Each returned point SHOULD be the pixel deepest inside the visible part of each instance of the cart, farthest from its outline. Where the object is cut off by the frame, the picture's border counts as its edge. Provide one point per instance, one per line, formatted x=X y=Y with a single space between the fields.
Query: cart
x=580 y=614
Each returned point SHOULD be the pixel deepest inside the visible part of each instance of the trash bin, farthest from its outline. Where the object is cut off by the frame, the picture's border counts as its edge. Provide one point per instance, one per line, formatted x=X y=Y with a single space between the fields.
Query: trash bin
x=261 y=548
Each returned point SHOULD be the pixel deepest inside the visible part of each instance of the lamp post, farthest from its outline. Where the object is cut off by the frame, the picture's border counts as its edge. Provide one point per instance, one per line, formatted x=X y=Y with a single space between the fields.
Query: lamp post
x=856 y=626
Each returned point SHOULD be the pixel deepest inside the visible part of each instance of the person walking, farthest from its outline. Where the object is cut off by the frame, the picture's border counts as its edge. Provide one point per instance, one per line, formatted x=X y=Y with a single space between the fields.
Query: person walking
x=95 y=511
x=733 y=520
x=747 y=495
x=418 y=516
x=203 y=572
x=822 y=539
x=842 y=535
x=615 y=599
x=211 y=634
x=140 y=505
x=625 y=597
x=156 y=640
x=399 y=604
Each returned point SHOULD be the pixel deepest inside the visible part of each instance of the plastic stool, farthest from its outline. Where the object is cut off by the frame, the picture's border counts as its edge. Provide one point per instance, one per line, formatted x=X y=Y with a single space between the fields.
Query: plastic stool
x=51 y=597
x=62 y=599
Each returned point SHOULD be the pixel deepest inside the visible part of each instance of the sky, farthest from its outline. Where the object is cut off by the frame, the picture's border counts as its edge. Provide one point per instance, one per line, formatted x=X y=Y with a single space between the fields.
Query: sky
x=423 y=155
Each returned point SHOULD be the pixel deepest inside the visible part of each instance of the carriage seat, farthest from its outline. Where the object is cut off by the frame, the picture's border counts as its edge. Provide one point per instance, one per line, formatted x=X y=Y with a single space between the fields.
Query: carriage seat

# # # # #

| Exercise aim |
Turn every one of the rows above into a numbered list, leaving out any blank lines.

| Complete answer |
1. Each returned point SHOULD be the pixel deepest inside the visible part of each instance of the cart, farthest from its outline. Where the object is cut off by the frame, the picture's border counts as its edge. Provide one point per instance, one per line, formatted x=X y=Y with a single space between the fields.
2. Query: cart
3. x=580 y=614
4. Each returned point SHOULD be the pixel deepest inside the visible part of each instance of the trash bin, farthest from its outline. Where the object is cut off by the frame, the picture's border counts as its edge. Provide one point per instance, one per line, formatted x=X y=Y with a single space between the fields.
5. Query: trash bin
6. x=261 y=548
7. Each returned point SHOULD be the pixel deepest inside the visible part of each instance of the lamp post, farthest from its outline. Where the object is cut off by the frame, the picture's border counts as its edge. Provide one point per instance, one per line, formatted x=X y=Y with a single space between the fields.
8. Query: lamp post
9. x=856 y=626
10. Each returned point SHOULD be the pixel deepest inside the visible part of each instance of the person walking, farthest from its outline. Where the object is cut off by the frame, the picture's border counts as its edge. Provide one point per instance, one per line, formatted x=X y=Y with a single space between the fields.
11. Query: person walking
12. x=95 y=511
13. x=733 y=520
14. x=747 y=495
15. x=418 y=516
16. x=203 y=572
17. x=822 y=539
18. x=842 y=535
19. x=615 y=599
20. x=211 y=634
21. x=140 y=505
22. x=625 y=597
23. x=156 y=640
24. x=399 y=604
25. Each returned point SHOULD be the pixel deepest inside the visible part of each instance of the plastic stool, farthest from its outline. Where the object is cut off by the frame, the picture's border counts as its edge. Provide one point per instance, one per line, formatted x=X y=Y with a single space between the fields.
26. Query: plastic stool
27. x=51 y=597
28. x=62 y=599
29. Each returned point SHOULD be the pixel deepest inside the visible part of each instance of the sky, farthest from its outline. Where the object is cut off by the frame, the picture's border counts as its edge. Provide one point per instance, one per line, formatted x=X y=Y with a single space between the fields.
30. Query: sky
31. x=423 y=155
32. Each returned point SHOULD be the pixel deepest inside the visible part of each instance of the carriage seat, farthest from its outline. Where the object is cut off by the frame, the picture's border counts as its edge. Provide one point per instance, one per line, formatted x=X y=Y with a single space between the fields.
33. Query: carriage seat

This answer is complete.